DOCUMENT PASSAGE:

I confess that although I’ve been aware of the Tricki since before it went live (and abstractly like the idea), I’ve never actually read any of its articles. I like the idea, but for some reason I can’t put my finger on the Tricki hasn’t entered my day-to-day consciousness the way Mathematica, Wikipedia, Mathworld, and MO have.

September 25, 2010 at 11:28 pm |

My impression is that the tricki serves quite a different purpose compared to MO. It is possible that a post on a mathematical blog or rarely a specific answer on MO can be polished into a tricki post. Maybe as an intermediate stage towards writing a full tricki article one can link to such posts inside the tricki. Probably tricki’s post are supposed to be more definite and polished, so it is quite natural that progress in creating the tricky will be slow. Of course, a tricki article (as wikipedia articles) can be quite useful for MO participants.

Regarding the specific questions:

(i) whether it would be worth my while to put some more effort into the Tricki

Yes. If you (as others) would like to present a mathematical trick/method either on a blog or on the tricki (or in both places), then it is worth the time doing it. There is considerable chance that good posts on the tricki (and similar posts in mathemaical blogs) will be useful even if the tricki will not pass the critical point of comprehensive and comprehansable collection of tricks.

and (ii) whether there is any chance that if I did so then eventually it would continue to grow without substantial input from me.

I think it is unrealistic to believe that it is possible for one or few people to push the tricki beyond the critical point where it contains a large amount of “tricks/methods” in mathematics.

So I think a useful working assumption for (ii) is “no”.

Maybe, even without restricting the scope of the entire tricki, it will be useful to examine to what extend it covers a large amount of tricks in extremal combinatorics.

September 26, 2010 at 9:26 am

A related thought that occurred to me is this. Perhaps MO can

helpthe Tricki in the following way. One of the difficulties in writing a Tricki article is that it can be hard to think of examples. For example (!) I know that the trick of making something easier by generalizing it is frequently useful. But if I try to think of a good example my mind goes a bit blank, which is part of the reason I have not written such an article.However, the job has just got easier: if I post a big-list question on MO asking for good examples of this technique, I can be pretty sure of getting some excellent ones. Then I can base an article on people’s answers and include a link to the MO discussion (partly to credit people with their help, and partly because the discussion will be different and will therefore offer more than the Tricki article on its own). In fact, I think I’m actually going to do this, just to see how it goes.

DIRECTION 1: In the Tricki discussion, which resources does the writer say have entered their day-to-day consciousness in a way the Tricki has not?

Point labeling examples
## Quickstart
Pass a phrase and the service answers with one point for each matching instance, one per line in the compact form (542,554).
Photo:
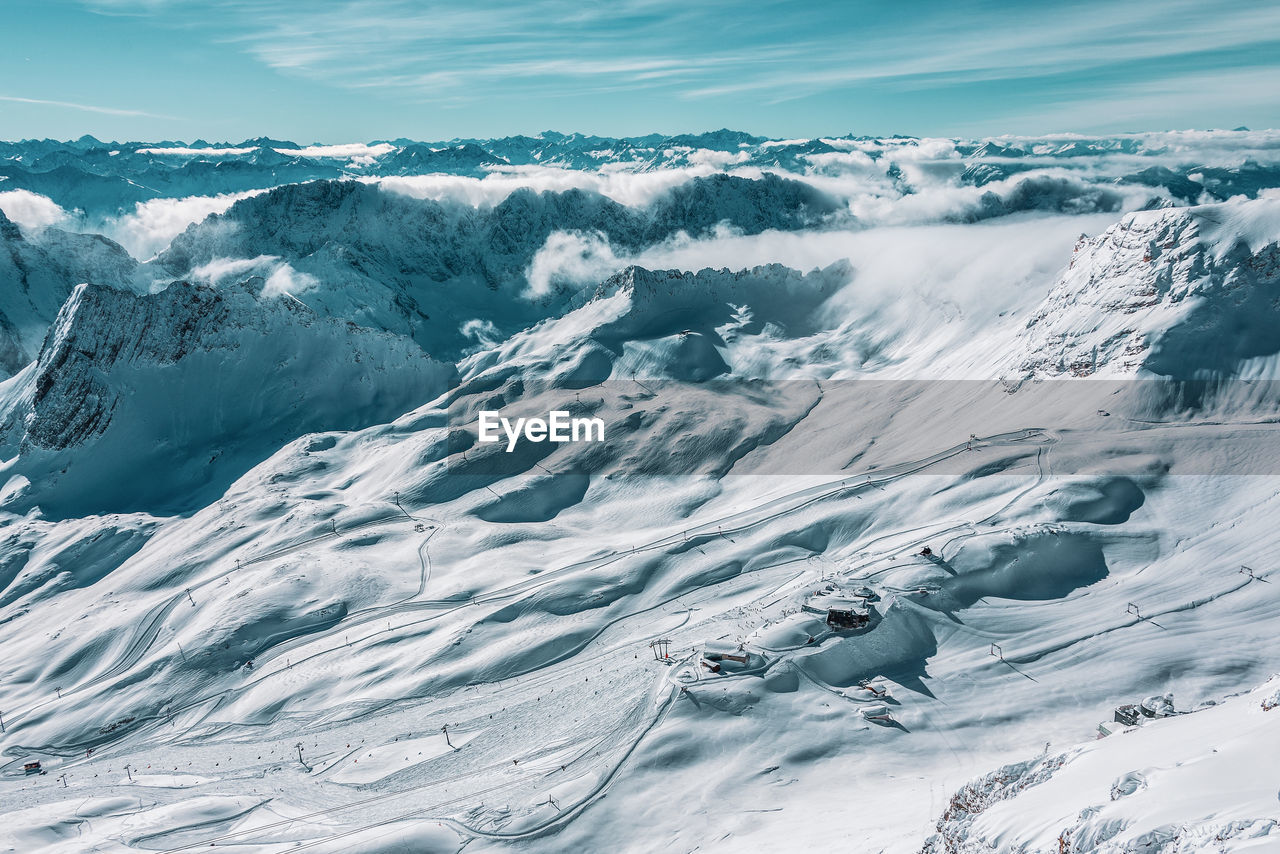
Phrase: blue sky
(362,69)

DIRECTION 2: Could you rewrite the point labeling records with "point" replaced by "marker", keeping everything else the same and leaving out the pictures?

FULL SOLUTION 1: Mathematica, Wikipedia, Mathworld, and MO.

FULL SOLUTION 2:
## Quickstart
Pass a phrase and the service answers with one marker for each matching instance, one per line in the compact form (542,554).
Photo:
Phrase: blue sky
(362,69)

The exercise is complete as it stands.